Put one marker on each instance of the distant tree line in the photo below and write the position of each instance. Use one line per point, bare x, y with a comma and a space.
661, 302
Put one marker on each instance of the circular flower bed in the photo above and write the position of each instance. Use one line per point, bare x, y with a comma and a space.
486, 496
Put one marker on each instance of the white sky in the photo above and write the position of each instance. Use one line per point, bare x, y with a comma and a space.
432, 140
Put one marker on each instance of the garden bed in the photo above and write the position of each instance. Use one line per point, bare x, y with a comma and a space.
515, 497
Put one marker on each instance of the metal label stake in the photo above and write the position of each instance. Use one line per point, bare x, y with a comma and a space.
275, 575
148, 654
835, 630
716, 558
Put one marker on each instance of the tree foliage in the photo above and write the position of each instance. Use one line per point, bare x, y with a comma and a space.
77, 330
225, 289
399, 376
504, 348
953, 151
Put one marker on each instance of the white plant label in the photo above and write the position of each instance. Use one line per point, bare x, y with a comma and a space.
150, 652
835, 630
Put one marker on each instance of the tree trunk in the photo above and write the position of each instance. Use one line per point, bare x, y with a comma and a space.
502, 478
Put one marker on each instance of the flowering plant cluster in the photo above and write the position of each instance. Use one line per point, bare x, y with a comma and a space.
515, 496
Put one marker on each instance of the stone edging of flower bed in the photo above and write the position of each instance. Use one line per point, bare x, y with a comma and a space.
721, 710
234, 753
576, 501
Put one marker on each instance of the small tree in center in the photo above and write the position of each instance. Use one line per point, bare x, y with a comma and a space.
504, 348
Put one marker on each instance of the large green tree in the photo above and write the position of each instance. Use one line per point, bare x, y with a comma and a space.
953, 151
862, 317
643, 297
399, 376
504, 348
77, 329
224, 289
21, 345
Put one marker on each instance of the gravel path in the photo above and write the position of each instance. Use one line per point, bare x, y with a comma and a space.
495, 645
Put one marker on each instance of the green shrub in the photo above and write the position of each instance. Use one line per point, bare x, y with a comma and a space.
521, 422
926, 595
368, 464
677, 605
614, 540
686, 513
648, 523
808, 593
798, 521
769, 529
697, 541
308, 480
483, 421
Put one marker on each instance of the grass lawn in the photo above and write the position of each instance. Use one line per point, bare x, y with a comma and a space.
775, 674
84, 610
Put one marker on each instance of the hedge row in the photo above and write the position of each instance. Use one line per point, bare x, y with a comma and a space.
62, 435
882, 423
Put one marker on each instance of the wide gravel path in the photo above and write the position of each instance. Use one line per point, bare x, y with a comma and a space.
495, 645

* Goal of the exercise *
Quote the records above word for word, starting at the line that contains "Put one marker on each instance of the hedge" and ending with the last line of the records.

* Finished answer *
Put one marker on each instance of the hedge row in the photo above and write the position of each instance. Use one line per point, bare x, y with a comma and a space.
62, 435
882, 423
Put one marker on each instance of the wide gravel path in the photo above and write the position of each instance. Use one line per point, bare x, y with a comma and a space.
495, 645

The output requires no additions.